What number of lines in the records below hold the word "positive"? Give that number alone.
———
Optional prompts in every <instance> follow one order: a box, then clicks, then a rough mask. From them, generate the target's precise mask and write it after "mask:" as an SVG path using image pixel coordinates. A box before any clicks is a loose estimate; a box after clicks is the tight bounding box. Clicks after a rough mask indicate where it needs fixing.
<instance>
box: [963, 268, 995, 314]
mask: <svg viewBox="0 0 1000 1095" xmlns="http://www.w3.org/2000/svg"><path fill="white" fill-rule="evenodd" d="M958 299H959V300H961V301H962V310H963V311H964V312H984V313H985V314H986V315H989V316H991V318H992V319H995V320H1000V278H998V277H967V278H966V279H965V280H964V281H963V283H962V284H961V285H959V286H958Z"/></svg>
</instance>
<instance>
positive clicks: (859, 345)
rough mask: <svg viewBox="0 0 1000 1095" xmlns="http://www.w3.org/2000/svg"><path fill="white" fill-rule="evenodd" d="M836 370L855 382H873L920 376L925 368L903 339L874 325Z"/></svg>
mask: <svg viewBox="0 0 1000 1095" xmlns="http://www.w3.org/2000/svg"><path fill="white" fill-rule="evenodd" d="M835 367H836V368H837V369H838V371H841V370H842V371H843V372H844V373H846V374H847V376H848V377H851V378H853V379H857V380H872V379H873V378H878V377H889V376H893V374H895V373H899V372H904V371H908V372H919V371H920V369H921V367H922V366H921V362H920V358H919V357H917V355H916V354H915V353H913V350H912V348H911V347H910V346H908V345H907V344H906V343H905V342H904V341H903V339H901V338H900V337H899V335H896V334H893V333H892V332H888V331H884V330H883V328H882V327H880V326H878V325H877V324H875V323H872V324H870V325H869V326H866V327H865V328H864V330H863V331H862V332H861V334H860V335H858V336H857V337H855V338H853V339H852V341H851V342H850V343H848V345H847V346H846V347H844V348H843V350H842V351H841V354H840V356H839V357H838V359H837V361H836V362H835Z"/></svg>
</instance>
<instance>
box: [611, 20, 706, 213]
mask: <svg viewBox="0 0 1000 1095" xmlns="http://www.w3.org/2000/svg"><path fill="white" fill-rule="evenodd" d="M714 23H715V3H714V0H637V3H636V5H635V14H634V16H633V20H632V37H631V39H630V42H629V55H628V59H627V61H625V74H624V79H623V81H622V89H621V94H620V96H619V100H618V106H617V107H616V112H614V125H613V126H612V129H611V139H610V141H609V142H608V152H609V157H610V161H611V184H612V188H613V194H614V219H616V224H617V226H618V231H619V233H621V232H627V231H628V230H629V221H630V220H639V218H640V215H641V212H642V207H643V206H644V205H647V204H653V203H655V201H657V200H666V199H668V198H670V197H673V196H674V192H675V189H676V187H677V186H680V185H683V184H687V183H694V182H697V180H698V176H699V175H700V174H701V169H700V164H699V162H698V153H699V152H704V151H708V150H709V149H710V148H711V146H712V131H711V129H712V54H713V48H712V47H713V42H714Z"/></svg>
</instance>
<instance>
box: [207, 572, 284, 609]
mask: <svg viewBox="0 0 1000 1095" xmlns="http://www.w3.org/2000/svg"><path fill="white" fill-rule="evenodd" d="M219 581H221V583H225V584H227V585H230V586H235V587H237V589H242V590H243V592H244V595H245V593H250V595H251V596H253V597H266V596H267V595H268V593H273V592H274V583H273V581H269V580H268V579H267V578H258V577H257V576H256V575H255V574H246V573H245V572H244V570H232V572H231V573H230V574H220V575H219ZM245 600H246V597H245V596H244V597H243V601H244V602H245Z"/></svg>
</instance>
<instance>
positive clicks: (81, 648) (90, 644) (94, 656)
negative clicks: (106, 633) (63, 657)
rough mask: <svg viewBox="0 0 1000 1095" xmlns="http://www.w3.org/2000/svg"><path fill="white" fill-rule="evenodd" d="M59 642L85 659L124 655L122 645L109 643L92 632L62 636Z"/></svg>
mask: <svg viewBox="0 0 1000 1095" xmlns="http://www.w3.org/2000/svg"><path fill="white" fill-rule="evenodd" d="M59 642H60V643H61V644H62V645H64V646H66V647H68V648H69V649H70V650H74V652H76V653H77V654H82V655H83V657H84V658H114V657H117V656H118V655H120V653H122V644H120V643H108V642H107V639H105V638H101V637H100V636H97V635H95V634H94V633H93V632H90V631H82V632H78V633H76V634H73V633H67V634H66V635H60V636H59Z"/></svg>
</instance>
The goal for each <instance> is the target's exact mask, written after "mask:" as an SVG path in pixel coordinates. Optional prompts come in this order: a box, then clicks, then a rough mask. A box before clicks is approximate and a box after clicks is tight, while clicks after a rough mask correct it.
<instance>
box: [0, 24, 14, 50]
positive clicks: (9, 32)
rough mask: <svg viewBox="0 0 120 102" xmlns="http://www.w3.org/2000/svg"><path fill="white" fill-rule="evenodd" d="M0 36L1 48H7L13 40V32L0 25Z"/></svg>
———
## Answer for this exercise
3